• **Dataset records**
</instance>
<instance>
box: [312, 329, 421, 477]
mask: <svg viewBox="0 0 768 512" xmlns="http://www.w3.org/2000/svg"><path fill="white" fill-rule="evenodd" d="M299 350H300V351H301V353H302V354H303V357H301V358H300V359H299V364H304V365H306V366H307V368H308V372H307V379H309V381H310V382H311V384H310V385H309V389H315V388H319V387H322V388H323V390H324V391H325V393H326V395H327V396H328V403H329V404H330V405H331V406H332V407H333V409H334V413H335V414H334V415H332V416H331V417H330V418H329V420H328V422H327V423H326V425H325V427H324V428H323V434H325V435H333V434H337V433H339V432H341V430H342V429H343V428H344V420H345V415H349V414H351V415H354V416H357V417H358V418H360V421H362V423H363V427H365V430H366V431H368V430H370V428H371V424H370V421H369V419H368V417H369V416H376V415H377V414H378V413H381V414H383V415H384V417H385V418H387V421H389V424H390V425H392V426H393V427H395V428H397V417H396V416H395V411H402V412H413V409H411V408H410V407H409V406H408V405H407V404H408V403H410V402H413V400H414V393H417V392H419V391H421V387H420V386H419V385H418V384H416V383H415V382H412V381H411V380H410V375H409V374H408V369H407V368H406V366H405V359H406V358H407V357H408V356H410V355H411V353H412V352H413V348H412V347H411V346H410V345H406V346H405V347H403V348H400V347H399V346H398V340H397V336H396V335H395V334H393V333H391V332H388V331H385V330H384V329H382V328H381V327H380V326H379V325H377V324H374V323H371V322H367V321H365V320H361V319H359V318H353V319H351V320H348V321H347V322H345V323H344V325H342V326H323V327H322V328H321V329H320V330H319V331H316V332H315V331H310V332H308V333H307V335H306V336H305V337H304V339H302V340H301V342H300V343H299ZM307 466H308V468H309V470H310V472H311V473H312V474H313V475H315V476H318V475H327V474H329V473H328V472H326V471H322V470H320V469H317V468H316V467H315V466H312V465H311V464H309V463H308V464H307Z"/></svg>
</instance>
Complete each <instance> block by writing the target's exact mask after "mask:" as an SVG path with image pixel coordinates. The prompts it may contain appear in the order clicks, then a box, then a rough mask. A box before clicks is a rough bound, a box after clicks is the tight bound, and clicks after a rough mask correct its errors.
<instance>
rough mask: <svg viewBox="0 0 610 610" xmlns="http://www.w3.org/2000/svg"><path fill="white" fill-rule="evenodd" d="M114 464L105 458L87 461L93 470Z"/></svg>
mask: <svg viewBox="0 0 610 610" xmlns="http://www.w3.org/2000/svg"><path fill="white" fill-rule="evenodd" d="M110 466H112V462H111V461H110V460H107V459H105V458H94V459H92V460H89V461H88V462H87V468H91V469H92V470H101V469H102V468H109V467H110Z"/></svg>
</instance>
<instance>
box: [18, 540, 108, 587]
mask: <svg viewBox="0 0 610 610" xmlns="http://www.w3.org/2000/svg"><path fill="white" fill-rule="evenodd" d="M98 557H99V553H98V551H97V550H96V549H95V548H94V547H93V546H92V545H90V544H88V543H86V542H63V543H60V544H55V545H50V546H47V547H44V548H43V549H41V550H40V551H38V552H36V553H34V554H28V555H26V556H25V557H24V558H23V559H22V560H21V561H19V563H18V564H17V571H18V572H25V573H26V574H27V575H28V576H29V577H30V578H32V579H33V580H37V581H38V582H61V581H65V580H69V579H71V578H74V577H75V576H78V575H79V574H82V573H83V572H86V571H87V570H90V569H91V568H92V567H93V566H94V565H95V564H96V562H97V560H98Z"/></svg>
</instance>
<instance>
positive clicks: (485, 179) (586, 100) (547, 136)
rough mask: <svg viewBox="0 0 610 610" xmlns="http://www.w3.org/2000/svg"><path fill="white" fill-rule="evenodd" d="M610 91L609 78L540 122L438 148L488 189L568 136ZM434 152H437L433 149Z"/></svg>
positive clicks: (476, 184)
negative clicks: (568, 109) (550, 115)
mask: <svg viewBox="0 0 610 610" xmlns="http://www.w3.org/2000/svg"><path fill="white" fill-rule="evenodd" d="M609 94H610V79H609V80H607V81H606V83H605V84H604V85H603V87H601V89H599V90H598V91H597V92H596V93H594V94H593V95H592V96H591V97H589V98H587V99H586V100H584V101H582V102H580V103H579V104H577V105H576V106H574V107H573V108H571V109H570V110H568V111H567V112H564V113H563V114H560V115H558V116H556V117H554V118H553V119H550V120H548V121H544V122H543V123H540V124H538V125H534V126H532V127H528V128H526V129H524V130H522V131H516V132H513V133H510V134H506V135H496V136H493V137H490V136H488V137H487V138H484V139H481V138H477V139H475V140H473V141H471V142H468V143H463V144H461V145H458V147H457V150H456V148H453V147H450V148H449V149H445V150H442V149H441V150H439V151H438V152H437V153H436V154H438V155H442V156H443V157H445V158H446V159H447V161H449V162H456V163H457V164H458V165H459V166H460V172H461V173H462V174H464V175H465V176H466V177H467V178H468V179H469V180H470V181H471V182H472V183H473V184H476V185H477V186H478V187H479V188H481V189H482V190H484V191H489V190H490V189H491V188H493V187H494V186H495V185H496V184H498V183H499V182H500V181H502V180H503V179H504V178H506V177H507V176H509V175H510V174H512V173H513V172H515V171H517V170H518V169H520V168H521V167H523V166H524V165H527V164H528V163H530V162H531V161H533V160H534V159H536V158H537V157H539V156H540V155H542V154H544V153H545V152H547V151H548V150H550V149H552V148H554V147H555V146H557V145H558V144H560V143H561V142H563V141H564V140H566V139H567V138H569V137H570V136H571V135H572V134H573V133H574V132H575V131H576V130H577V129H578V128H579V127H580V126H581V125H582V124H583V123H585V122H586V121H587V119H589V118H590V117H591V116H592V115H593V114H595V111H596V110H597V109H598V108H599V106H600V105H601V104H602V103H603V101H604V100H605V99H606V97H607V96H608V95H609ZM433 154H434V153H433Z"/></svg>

• **What is required**
How many lines in the records contain the string "clicks"? Case counts. Reply with the number only.

• **The answer**
4